───── Passage to read ─────
I think you are right.
If an identifier the parser assigns to is a list, let's make the rhs
as the list.

>> There are many reasons actually.
>> 
>> Practically it's going to be a single identifier at most;
>> the comma is bound to separate the top level sub-clauses such as
>> master_port=, master_host=, etc, so that engaging the comma with
>> more job would require re-writing the current parsing
>> rules, particularly for `master_defs';
>> imo it would not be a perfect solution anyway without introducing
>> a new token(s) for grouping, e.g parenthesis "(", ")"
>> 
>>   something = (item_1, item_2, \dots, item_n)
>> 
>> \footnote{but I would prefer then the white space as separator in the list
>>   something = (item_1 item_2 \dots item_n)
>> }
>
> The syntax for writing sets in SQL is '1,2,3,4'. You can use that, i.e.,
> a string with comma-separated integers inside. That means you do not
> have to extend the syntax with anything complex, just accept a string
> and then you parse it internally.

sure, the comma.

(that my lisp love was saying ;)


>
> [snip]
>
>>>>    d. resetting the ignored server ids with RESET SLAVE;
>>>>   
>>> RESET SLAVE does not change MASTER_HOST, nor any of the other
>>> parameters, so it does not make sense that it should reset the list of
>>> ignored server ids.
>> 
>> A good note. Indeed, it does change:
>> 
>>    13.6.2.5 `RESET SLAVE' Syntax
>>    .............................
>> 
>>    `RESET SLAVE' makes the slave forget its replication position in the
>>    master's binary logs. This statement is meant to be used for a clean
>>    start: It deletes the `master.info' and `relay-log.info' files, all the
>>    relay logs, and starts a new relay log.
>> 
>> If after `reset slave' the slave server restarts, it won't find
>> nothing about the last time configuration.
>> 
>> The verb "reset" and more the quoted paragraph does not make sense
>> for not changing MASTER_HOST etc, which we are used to observe when
>> `reset slave' can be effectively continued with `start slave'.
>> I find the current behavior not compliant to the docs.
>> The two must be separated with `CHANGE MASTER' imo.
>> 
>> So your note actually manifests a new bug that we have to fix.
>
> Maybe so. I agree that the binlog positions do reset, and that the
> manual seems to be wrong, but the host does not reset, nor the port, nor
> any of the other "fixed" parameters. I find this list of ignored
> identifier most similar to this list, and therefore I would like to have
> it stay and not be reset, precisely so that one can do a START SLAVE
> afterwards.

I'd rather to be sympathetic to your claim, as it's in my principles
not to do any extra (i.e nobody/nothing asks for or needs) work.
However, i could not help make resetting as the docs I think is
conceptually correct, implementation not.
───── Listed entries ─────
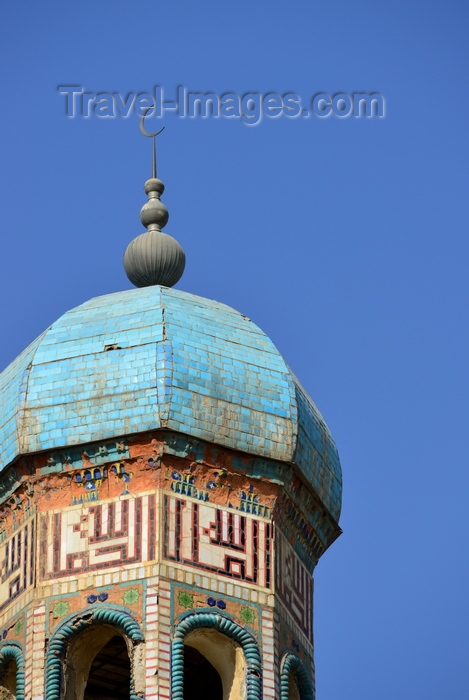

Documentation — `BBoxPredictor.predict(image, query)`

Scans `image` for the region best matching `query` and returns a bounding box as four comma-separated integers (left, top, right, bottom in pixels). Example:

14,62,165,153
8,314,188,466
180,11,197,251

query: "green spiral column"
0,642,24,700
280,654,315,700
─────
What the exercise asks:
Quote the part of the replication discussion between "If an identifier" and "item_2, \dots, item_n)", inclusive.

Answer below:
If an identifier the parser assigns to is a list, let's make the rhs
as the list.

>> There are many reasons actually.
>> 
>> Practically it's going to be a single identifier at most;
>> the comma is bound to separate the top level sub-clauses such as
>> master_port=, master_host=, etc, so that engaging the comma with
>> more job would require re-writing the current parsing
>> rules, particularly for `master_defs';
>> imo it would not be a perfect solution anyway without introducing
>> a new token(s) for grouping, e.g parenthesis "(", ")"
>> 
>>   something = (item_1, item_2, \dots, item_n)